Type out the complete listing below word for word, without its pictures.

+++ Data rows +++

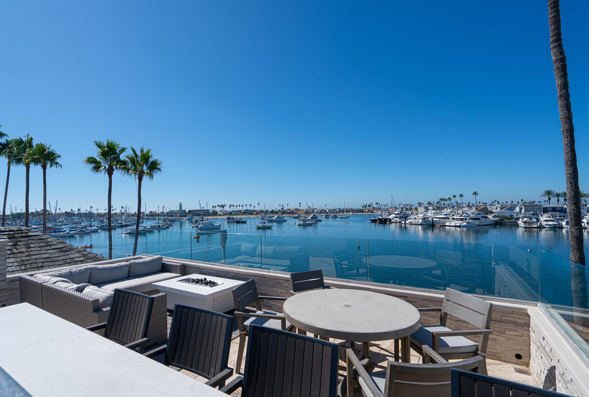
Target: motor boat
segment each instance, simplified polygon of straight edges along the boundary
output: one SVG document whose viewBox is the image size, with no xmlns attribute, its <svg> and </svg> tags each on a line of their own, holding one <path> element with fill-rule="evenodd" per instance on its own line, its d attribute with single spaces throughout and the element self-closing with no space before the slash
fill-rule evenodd
<svg viewBox="0 0 589 397">
<path fill-rule="evenodd" d="M 535 218 L 520 218 L 517 221 L 519 227 L 524 229 L 538 229 L 540 227 L 540 221 Z"/>
<path fill-rule="evenodd" d="M 280 214 L 272 218 L 266 218 L 267 222 L 286 222 L 286 219 Z"/>
<path fill-rule="evenodd" d="M 548 229 L 556 229 L 558 226 L 554 218 L 548 216 L 542 216 L 540 218 L 540 221 L 542 223 L 542 226 Z"/>
<path fill-rule="evenodd" d="M 312 225 L 317 224 L 317 222 L 315 221 L 303 220 L 302 222 L 297 222 L 294 224 L 297 226 L 310 226 Z"/>
</svg>

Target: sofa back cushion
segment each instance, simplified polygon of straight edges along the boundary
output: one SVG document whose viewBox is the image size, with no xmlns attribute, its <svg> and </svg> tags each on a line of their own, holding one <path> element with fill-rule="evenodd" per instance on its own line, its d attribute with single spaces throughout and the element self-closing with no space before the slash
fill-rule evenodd
<svg viewBox="0 0 589 397">
<path fill-rule="evenodd" d="M 65 277 L 49 276 L 47 273 L 37 274 L 35 276 L 35 278 L 38 279 L 40 280 L 41 282 L 46 283 L 47 284 L 55 284 L 55 283 L 71 283 L 70 280 L 68 280 Z"/>
<path fill-rule="evenodd" d="M 71 269 L 71 280 L 74 284 L 85 284 L 90 283 L 90 267 L 83 266 Z"/>
<path fill-rule="evenodd" d="M 110 307 L 112 302 L 112 294 L 114 293 L 112 291 L 107 291 L 94 285 L 86 287 L 84 289 L 82 293 L 98 299 L 101 309 Z"/>
<path fill-rule="evenodd" d="M 129 277 L 129 264 L 127 262 L 112 264 L 93 264 L 90 267 L 90 277 L 88 282 L 94 285 L 123 280 Z"/>
<path fill-rule="evenodd" d="M 72 280 L 71 269 L 67 269 L 64 270 L 57 270 L 56 272 L 50 272 L 49 273 L 42 273 L 35 276 L 39 278 L 39 276 L 51 276 L 51 277 L 59 277 L 62 279 L 67 279 L 70 281 Z"/>
<path fill-rule="evenodd" d="M 163 262 L 160 256 L 131 260 L 129 262 L 129 277 L 145 276 L 161 272 Z"/>
</svg>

+++

=== Written answer ===
Target: motor boat
segment each instance, simplified polygon of straight edges along the boundary
output: one SVG document whose viewBox is the image size, with no xmlns attribute, its <svg> and </svg> tags each on a line of their own, holding one <path> element with fill-rule="evenodd" per instance on its own line, its d attribute with single spaces throughout and the element self-closing with no space before the slash
fill-rule evenodd
<svg viewBox="0 0 589 397">
<path fill-rule="evenodd" d="M 535 218 L 520 218 L 517 221 L 519 227 L 524 229 L 538 229 L 540 227 L 540 221 Z"/>
<path fill-rule="evenodd" d="M 280 214 L 272 218 L 266 218 L 267 222 L 286 222 L 286 219 Z"/>
<path fill-rule="evenodd" d="M 548 229 L 556 229 L 558 226 L 554 218 L 548 216 L 542 216 L 540 218 L 540 221 L 542 223 L 542 226 Z"/>
<path fill-rule="evenodd" d="M 312 225 L 317 224 L 317 222 L 315 221 L 303 220 L 302 222 L 297 222 L 294 224 L 297 226 L 310 226 Z"/>
</svg>

Target: sofa back cushion
segment each instance, simplified polygon of straight edges along the boundary
output: one SVG document whose viewBox is the image size, with no xmlns attribute, its <svg> and </svg> tags each on a line of their own, holding one <path> element with fill-rule="evenodd" per instance on its own line, its d attribute with single spaces throughout and the element self-closing with no space before the slash
fill-rule evenodd
<svg viewBox="0 0 589 397">
<path fill-rule="evenodd" d="M 65 277 L 49 276 L 47 273 L 37 274 L 35 276 L 35 278 L 38 279 L 40 280 L 41 282 L 46 283 L 47 284 L 55 284 L 55 283 L 71 283 L 70 280 L 68 280 Z"/>
<path fill-rule="evenodd" d="M 71 269 L 71 280 L 74 284 L 85 284 L 90 283 L 90 267 L 83 266 Z"/>
<path fill-rule="evenodd" d="M 110 307 L 112 302 L 112 294 L 114 293 L 112 291 L 107 291 L 94 285 L 86 287 L 84 289 L 82 293 L 98 299 L 101 309 Z"/>
<path fill-rule="evenodd" d="M 129 277 L 129 264 L 127 262 L 112 264 L 93 264 L 90 267 L 90 277 L 88 282 L 94 285 L 123 280 Z"/>
<path fill-rule="evenodd" d="M 72 280 L 71 269 L 67 269 L 64 270 L 57 270 L 56 272 L 50 272 L 49 273 L 42 273 L 35 276 L 39 278 L 39 276 L 51 276 L 51 277 L 59 277 L 62 279 L 67 279 L 70 281 Z"/>
<path fill-rule="evenodd" d="M 163 262 L 160 256 L 131 260 L 129 262 L 129 277 L 145 276 L 161 272 Z"/>
</svg>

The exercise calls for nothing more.